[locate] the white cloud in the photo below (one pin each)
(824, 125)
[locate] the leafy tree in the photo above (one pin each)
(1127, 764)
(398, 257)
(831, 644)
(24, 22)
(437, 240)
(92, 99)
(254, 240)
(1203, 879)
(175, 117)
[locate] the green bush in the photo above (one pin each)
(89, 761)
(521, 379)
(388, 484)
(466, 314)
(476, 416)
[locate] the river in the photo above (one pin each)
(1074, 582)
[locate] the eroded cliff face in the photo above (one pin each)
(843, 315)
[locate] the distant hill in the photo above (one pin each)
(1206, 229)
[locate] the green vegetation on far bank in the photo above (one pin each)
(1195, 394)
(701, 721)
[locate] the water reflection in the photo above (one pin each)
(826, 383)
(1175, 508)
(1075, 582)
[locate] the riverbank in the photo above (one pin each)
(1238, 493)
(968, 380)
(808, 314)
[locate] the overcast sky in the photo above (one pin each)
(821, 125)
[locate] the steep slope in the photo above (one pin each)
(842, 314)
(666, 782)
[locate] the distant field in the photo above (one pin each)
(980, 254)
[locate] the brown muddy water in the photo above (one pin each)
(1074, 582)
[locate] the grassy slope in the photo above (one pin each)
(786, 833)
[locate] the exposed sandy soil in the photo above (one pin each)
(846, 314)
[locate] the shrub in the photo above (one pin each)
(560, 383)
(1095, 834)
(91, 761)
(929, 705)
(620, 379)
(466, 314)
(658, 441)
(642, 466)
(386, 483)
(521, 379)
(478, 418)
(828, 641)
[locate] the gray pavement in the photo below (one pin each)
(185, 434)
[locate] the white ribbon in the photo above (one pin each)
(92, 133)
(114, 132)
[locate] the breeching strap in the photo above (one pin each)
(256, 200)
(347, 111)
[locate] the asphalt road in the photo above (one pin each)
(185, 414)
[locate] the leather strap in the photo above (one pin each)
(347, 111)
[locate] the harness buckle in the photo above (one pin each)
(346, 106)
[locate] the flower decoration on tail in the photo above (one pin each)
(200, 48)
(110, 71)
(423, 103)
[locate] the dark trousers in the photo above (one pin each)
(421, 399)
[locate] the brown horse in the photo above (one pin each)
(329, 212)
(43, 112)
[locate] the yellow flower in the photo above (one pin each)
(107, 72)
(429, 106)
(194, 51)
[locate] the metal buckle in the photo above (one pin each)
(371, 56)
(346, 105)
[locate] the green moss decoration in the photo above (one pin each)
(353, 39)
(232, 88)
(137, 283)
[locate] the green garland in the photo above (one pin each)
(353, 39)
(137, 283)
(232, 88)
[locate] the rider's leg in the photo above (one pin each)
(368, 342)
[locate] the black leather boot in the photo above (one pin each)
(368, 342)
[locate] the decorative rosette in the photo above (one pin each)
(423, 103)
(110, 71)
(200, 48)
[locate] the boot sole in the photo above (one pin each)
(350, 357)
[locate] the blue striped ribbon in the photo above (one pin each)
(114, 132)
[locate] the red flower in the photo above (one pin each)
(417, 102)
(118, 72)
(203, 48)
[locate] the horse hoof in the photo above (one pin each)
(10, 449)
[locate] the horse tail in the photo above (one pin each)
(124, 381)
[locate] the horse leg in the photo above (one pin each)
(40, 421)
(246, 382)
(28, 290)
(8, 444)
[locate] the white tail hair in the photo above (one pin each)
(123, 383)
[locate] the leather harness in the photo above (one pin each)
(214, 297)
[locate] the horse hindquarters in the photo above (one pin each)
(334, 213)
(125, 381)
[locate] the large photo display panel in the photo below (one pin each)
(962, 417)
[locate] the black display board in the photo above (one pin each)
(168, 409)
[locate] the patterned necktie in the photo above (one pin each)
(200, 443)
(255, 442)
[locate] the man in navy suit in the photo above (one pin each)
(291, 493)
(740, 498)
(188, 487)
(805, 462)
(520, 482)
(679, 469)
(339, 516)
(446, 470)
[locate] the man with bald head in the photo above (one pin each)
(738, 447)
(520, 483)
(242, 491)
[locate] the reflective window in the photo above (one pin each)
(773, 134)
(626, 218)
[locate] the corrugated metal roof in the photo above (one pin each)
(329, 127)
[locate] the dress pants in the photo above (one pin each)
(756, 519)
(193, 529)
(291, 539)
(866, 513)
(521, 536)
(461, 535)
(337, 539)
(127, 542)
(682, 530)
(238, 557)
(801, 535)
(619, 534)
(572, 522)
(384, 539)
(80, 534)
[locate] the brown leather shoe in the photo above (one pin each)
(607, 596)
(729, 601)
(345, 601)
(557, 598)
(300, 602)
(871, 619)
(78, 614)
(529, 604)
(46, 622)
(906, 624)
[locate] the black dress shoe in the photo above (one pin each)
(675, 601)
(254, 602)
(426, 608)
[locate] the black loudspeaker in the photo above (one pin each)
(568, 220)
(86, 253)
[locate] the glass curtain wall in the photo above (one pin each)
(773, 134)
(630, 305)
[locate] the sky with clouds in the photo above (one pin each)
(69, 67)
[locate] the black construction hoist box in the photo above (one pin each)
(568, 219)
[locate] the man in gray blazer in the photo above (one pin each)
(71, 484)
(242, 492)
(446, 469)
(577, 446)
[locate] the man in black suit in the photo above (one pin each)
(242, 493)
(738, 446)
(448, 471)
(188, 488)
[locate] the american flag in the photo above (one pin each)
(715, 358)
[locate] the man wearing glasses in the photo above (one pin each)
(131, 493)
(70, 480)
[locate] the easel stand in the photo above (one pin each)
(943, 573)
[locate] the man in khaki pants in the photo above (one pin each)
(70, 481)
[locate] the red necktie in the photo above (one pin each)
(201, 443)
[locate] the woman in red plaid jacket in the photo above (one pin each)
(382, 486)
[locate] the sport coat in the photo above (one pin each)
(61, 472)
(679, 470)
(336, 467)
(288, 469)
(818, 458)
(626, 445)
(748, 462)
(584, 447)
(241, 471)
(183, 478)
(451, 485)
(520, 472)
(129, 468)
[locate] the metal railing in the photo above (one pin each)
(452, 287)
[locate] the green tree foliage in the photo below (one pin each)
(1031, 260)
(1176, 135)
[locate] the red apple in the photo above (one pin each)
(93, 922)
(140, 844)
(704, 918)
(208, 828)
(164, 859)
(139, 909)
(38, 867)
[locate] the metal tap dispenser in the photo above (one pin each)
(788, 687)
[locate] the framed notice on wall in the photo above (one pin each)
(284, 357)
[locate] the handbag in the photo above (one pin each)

######

> [Set task]
Edit the records by replacing every occurrence of "(one pin each)" with "(one pin per item)", and reproduce all the lines with nothing else changed.

> [Final result]
[locate] the white cloud in the photo below (one pin per item)
(824, 125)
[locate] the leafy tree in the photo above (one pin per item)
(1127, 764)
(398, 257)
(831, 644)
(24, 22)
(437, 240)
(92, 99)
(254, 240)
(1203, 879)
(175, 117)
[locate] the green bush in the photo above (one pin per item)
(89, 761)
(521, 379)
(388, 484)
(466, 314)
(476, 416)
[locate] the river in the photo above (one pin per item)
(1074, 582)
[locate] the eroded cliff face in the photo above (one pin per item)
(843, 315)
[locate] the distant hill in the photo above (one pin per item)
(1206, 229)
[locate] the green vegetation on far bank in the photo above (one pin per item)
(1195, 394)
(701, 721)
[locate] the water reflection in the photo above (one pin per item)
(826, 383)
(1175, 508)
(1075, 582)
[locate] the riverbank in the photo above (one pin per item)
(1238, 493)
(968, 380)
(808, 314)
[locate] the overcast sky in the photo above (one pin per item)
(821, 125)
[locate] the steep slope in the photo above (one pin per item)
(842, 314)
(666, 782)
[locate] the distant field in the photo above (one pin per item)
(980, 254)
[locate] the brown muddy water in the photo above (one pin per item)
(1074, 582)
[locate] the grassy slope in the photo above (one pin per item)
(786, 833)
[locate] the exposed sandy soil in the photo above (one pin per item)
(846, 314)
[locate] the shrub in the photo above (one pin per item)
(560, 383)
(1095, 834)
(91, 761)
(929, 705)
(620, 379)
(466, 314)
(658, 441)
(642, 466)
(386, 483)
(521, 379)
(478, 418)
(828, 641)
[locate] the gray pavement in the photo below (one pin per item)
(185, 434)
[locate] the white ribbon in the photo above (one pin per item)
(92, 133)
(114, 132)
[locate] the breeching strap in the photo above (one pin per item)
(256, 200)
(347, 111)
[locate] the asphalt road in the photo above (one pin per item)
(185, 414)
[locate] the leather strap in the photo above (one pin per item)
(347, 111)
[locate] the harness buckle in the photo above (one pin per item)
(346, 106)
[locate] the flower decoration on tail in the photo above (one pin per item)
(200, 48)
(110, 71)
(423, 103)
[locate] the dark trousers in the photo above (one pin per item)
(421, 399)
[locate] the brown horse in the photo above (one pin per item)
(329, 212)
(43, 112)
[locate] the yellow flower in the photo above (one pin per item)
(107, 72)
(429, 106)
(194, 51)
[locate] the metal buckle in the photo above (one pin per item)
(371, 56)
(346, 105)
[locate] the green moss decoration in the photo above (one pin per item)
(353, 39)
(232, 88)
(137, 283)
[locate] the green garland in the photo above (one pin per item)
(353, 39)
(137, 283)
(232, 88)
[locate] the rider's leg in the photo above (one pin per item)
(368, 342)
[locate] the black leather boot in the photo above (one pin per item)
(368, 342)
[locate] the decorative rosette in the photo above (one pin per item)
(423, 103)
(110, 71)
(200, 48)
[locate] the boot sole in the photo above (one pin per item)
(350, 357)
[locate] the blue striped ribbon in the photo above (one pin per item)
(114, 132)
[locate] the red flower in the photo above (one pin per item)
(417, 102)
(118, 72)
(203, 48)
[locate] the horse hoof in the photo above (one pin per item)
(10, 449)
[locate] the horse tail in the photo above (one pin per item)
(124, 381)
[locate] the horse leg in the photo above (one pin per item)
(40, 421)
(246, 382)
(28, 290)
(8, 444)
[locate] the white tail hair in the photo above (one pin per item)
(123, 383)
[locate] the leather harness in the photo above (one pin per item)
(214, 297)
[locate] the horse hindquarters in the photo above (one pin per item)
(334, 213)
(125, 381)
[locate] the large photo display panel in the photo below (one pin per item)
(962, 417)
[locate] the black display board in the photo above (one pin per item)
(168, 409)
[locate] the patterned necktie in the photo above (one pin per item)
(200, 443)
(255, 442)
[locate] the man in navy suit in the photo above (one pin per item)
(291, 493)
(740, 498)
(188, 487)
(805, 462)
(520, 482)
(679, 469)
(339, 516)
(446, 470)
[locate] the man with bald head in the photo above (one pin per item)
(738, 447)
(520, 483)
(242, 491)
[locate] the reflective window in the photo above (one pin per item)
(773, 134)
(626, 218)
[locate] the corrugated metal roof in the photo above (one pin per item)
(329, 127)
[locate] the dress pants in the photo above (one pin per item)
(756, 519)
(193, 529)
(291, 539)
(866, 513)
(521, 536)
(461, 535)
(337, 539)
(127, 542)
(682, 530)
(238, 557)
(801, 535)
(619, 534)
(572, 522)
(384, 539)
(80, 534)
[locate] the brown leather shoe in the photo above (one pin per item)
(607, 596)
(729, 601)
(345, 601)
(557, 598)
(300, 602)
(871, 619)
(78, 614)
(529, 604)
(46, 622)
(906, 624)
[locate] the black dress shoe in the photo above (one pin per item)
(675, 601)
(254, 602)
(426, 608)
[locate] the black loudspeaker in the photo above (one pin per item)
(568, 220)
(86, 253)
[locate] the glass curtain wall in the photo above (one pin per item)
(773, 134)
(630, 305)
[locate] the sky with clouds in the photo above (one pin per item)
(69, 67)
[locate] the black construction hoist box in the photo above (one pin per item)
(568, 219)
[locate] the man in gray blazer in the photo above (one pin per item)
(71, 484)
(242, 492)
(446, 469)
(577, 446)
[locate] the man in black suit in the photo above (one pin per item)
(242, 493)
(738, 446)
(448, 471)
(188, 488)
[locate] the american flag in the photo above (one pin per item)
(715, 358)
[locate] the man wearing glasses in the photo above (one pin per item)
(131, 493)
(70, 480)
[locate] the easel stand in the photo above (one pin per item)
(943, 573)
[locate] the man in khaki pants in the photo above (one pin per item)
(70, 481)
[locate] the red necktie in the photo above (one pin per item)
(201, 443)
[locate] the woman in red plaid jacket in the photo above (one pin per item)
(382, 486)
[locate] the sport coat in the photo above (one pin per item)
(61, 472)
(679, 470)
(336, 467)
(288, 469)
(818, 458)
(626, 445)
(748, 462)
(584, 447)
(241, 471)
(183, 478)
(451, 485)
(520, 472)
(129, 468)
[locate] the metal railing in the photo above (one pin per item)
(452, 287)
[locate] the green tree foliage in the photo below (one pin per item)
(1031, 260)
(1176, 135)
[locate] the red apple in the photo above (one pin per item)
(93, 922)
(140, 844)
(704, 918)
(208, 828)
(164, 859)
(139, 909)
(38, 867)
[locate] the metal tap dispenser in the photo above (one pin per item)
(788, 687)
[locate] the framed notice on wall in the photo above (one pin per item)
(284, 357)
[locate] the handbag in the photo above (one pin per item)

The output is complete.